_EXERCISE DETAILS_.
Your answer must consist of exactly the lines below, starting with the line with "The response MUST carry one point per instance of the window" and going on through the line with "The response MUST carry one point per instance of the sofa", and nothing else.

[Saved entries]
>>>

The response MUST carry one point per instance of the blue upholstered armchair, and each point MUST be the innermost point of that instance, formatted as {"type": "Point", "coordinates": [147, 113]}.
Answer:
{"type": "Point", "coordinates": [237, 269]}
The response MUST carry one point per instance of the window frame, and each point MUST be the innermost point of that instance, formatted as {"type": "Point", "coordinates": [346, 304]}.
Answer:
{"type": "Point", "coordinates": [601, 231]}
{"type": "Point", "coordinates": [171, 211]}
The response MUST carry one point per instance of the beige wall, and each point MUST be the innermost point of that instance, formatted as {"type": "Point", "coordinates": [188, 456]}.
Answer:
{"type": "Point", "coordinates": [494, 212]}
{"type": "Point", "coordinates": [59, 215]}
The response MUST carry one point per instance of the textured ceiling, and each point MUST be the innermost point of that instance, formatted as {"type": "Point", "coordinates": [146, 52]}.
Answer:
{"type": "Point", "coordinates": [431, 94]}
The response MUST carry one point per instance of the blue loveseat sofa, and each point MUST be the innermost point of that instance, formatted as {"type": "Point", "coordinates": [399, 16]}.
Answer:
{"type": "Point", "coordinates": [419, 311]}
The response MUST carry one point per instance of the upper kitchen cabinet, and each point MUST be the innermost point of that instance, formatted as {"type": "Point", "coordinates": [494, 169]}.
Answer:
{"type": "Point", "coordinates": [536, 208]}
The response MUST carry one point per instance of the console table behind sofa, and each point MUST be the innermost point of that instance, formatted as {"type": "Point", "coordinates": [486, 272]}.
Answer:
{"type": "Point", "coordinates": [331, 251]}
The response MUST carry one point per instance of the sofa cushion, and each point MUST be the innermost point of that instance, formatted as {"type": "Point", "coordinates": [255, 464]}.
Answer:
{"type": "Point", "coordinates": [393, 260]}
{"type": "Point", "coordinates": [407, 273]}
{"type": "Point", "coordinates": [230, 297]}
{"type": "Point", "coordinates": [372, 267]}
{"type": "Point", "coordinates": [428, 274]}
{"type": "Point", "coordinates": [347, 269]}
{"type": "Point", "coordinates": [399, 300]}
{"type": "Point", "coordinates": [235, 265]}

<<<

_TASK RESPONSE_.
The response MUST carry one point per instance of the window frame, and each point MUST be the innermost point of that instance, formatted as {"type": "Point", "coordinates": [346, 304]}.
Answer:
{"type": "Point", "coordinates": [601, 231]}
{"type": "Point", "coordinates": [171, 211]}
The response MUST carry one point per instance of the beige wall, and each point MUST be the innermost point of that instance, formatted as {"type": "Point", "coordinates": [188, 456]}.
Answer:
{"type": "Point", "coordinates": [494, 212]}
{"type": "Point", "coordinates": [59, 215]}
The response MUST carry one point per instance of the textured ceiling, and each point MUST be the innermost point of that instance, formatted as {"type": "Point", "coordinates": [146, 52]}.
Answer:
{"type": "Point", "coordinates": [431, 94]}
The response MUST carry one point per instance of the blue loveseat sofa, and each point MUST be the innermost point of that instance, formatted as {"type": "Point", "coordinates": [399, 16]}.
Answer:
{"type": "Point", "coordinates": [419, 311]}
The response MUST carry one point per instance of the upper kitchen cabinet, and each point MUST be the innermost point of that instance, formatted as {"type": "Point", "coordinates": [494, 169]}.
Answer:
{"type": "Point", "coordinates": [536, 208]}
The response MUST carry one point per instance of the console table behind sofa, and each point MUST be the innermost point of that instance, formatted as {"type": "Point", "coordinates": [486, 272]}.
Answer:
{"type": "Point", "coordinates": [331, 251]}
The response MUST carry one point per instance of the sofa cushion, and each point MUST be the innermost point of that instance, formatted as {"type": "Point", "coordinates": [255, 464]}.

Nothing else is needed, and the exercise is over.